§ TASK DIRECTIONS:
Copy out the lines below, swapping each "pin" for "marker" and changing nothing else.

§ Named object pointing entries:
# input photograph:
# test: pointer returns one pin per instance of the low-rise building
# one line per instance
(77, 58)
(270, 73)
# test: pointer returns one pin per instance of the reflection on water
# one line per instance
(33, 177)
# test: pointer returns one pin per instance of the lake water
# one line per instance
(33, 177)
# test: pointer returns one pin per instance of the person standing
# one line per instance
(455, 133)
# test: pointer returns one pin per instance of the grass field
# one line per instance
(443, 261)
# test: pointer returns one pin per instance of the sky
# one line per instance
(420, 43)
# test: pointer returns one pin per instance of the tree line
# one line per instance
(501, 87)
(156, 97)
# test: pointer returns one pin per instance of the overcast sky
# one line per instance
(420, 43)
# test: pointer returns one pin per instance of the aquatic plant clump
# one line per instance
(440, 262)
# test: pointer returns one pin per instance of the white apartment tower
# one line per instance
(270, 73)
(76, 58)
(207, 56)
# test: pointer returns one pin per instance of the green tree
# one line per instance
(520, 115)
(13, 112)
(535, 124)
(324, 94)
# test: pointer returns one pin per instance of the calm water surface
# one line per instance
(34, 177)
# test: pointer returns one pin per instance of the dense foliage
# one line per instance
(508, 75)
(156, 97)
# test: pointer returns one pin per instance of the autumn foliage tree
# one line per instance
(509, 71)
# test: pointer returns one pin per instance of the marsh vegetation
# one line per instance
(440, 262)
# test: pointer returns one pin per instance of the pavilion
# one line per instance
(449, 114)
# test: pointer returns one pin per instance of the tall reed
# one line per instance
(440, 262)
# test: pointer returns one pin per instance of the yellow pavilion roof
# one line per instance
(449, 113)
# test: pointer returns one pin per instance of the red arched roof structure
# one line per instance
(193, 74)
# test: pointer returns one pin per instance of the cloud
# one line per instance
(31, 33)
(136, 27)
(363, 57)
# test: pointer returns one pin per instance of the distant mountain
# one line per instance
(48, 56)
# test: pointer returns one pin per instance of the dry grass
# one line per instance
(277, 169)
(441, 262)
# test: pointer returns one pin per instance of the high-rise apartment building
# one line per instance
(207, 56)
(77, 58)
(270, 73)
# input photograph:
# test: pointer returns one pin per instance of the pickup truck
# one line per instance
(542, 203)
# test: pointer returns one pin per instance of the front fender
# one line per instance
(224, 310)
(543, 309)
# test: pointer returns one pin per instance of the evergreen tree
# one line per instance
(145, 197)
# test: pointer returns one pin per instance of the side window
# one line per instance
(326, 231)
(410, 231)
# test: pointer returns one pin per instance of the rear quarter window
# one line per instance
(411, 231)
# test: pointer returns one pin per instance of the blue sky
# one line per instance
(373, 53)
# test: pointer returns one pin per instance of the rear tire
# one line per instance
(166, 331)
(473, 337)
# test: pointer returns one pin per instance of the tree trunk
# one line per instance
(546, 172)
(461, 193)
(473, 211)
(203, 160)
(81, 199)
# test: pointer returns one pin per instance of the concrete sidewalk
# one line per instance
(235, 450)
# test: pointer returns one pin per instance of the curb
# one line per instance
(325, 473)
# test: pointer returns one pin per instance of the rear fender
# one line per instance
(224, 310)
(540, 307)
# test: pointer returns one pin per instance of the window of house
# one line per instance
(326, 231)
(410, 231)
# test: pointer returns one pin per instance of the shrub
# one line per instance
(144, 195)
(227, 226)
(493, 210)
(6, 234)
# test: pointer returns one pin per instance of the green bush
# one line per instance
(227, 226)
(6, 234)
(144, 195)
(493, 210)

§ COMPLETED TASK:
# input photograph:
# test: pointer returns one marker per instance of the low-rise building
# one line per instance
(77, 58)
(270, 73)
# test: pointer returns one marker per instance of the reflection on water
# one line per instance
(33, 177)
# test: pointer returns one marker per instance of the lake water
# one line per instance
(33, 177)
# test: pointer returns one marker per instance of the person standing
# one line per instance
(455, 133)
# test: pointer returns one marker per instance of the grass field
# one line per instance
(443, 261)
# test: pointer returns one marker per instance of the sky
# one line per instance
(420, 43)
# test: pointer returns one marker per instance of the tree line
# one line per instance
(501, 87)
(156, 97)
# test: pointer returns one marker per instance of the overcast sky
# one line per instance
(420, 43)
# test: pointer returns one marker per instance of the aquatic plant clump
# one line per instance
(440, 262)
# test: pointer returns one marker per instance of the white apartment tower
# one line per instance
(270, 73)
(76, 58)
(207, 56)
# test: pointer returns one marker per instance of the green tree
# one line per instance
(520, 115)
(13, 112)
(535, 124)
(324, 94)
# test: pointer returns one marker per instance of the calm water surface
# one line per instance
(34, 177)
# test: pointer returns one marker per instance of the dense foliage
# one line per instance
(508, 75)
(156, 97)
# test: pointer returns one marker per instance of the autumn foliage tree
# one line per instance
(509, 71)
# test: pointer returns one marker per instance of the marsh vegetation
# one line per instance
(440, 262)
# test: pointer returns one marker per instance of the pavilion
# one line per instance
(449, 114)
# test: pointer returns one marker per instance of the tall reed
# one line per instance
(440, 262)
# test: pointer returns one marker per instance of the yellow pavilion roof
# one line per instance
(449, 113)
# test: pointer returns one marker per instance of the red arched roof structure
# one line per instance
(193, 74)
# test: pointer returns one marker per instance of the cloud
# one line per instance
(31, 33)
(136, 27)
(363, 57)
# test: pointer returns one marker per instance of the distant mountain
# one line per instance
(48, 56)
# test: pointer returns one marker per instance of the dry grass
# one line per instance
(277, 169)
(441, 262)
# test: pointer returns one marker per instance of the high-rise apartment building
# one line per instance
(207, 56)
(77, 58)
(270, 73)
# input photograph:
# test: pointer returns one marker per instance of the pickup truck
# one line per instance
(542, 203)
# test: pointer returns one marker per instance of the front fender
# one line per instance
(224, 310)
(543, 309)
# test: pointer returns one marker per instance of the evergreen tree
# one line per instance
(145, 197)
# test: pointer returns one marker per instance of the side window
# one line per instance
(326, 231)
(410, 231)
# test: pointer returns one marker per instance of the rear quarter window
# one line per instance
(411, 231)
# test: pointer returns one marker per instance of the blue sky
# one line per instance
(373, 53)
# test: pointer returns one marker per instance of the rear tire
# one line per instance
(166, 331)
(473, 337)
# test: pointer returns one marker per instance of the tree trunk
# one line per instance
(546, 172)
(461, 193)
(473, 211)
(203, 160)
(81, 199)
# test: pointer returns one marker per instance of the concrete sidewalk
# one line per instance
(235, 450)
# test: pointer returns one marker per instance of the curb
# one line per instance
(325, 473)
# test: pointer returns one marker per instance of the rear fender
# one line per instance
(224, 310)
(540, 307)
# test: pointer returns one marker per instance of the window of house
# one line per instance
(326, 231)
(410, 231)
# test: pointer returns one marker per instance of the shrub
# one line per instance
(144, 195)
(227, 226)
(493, 210)
(6, 234)
# test: pointer returns one marker per instance of the green bush
# one line per instance
(227, 226)
(6, 234)
(144, 195)
(493, 210)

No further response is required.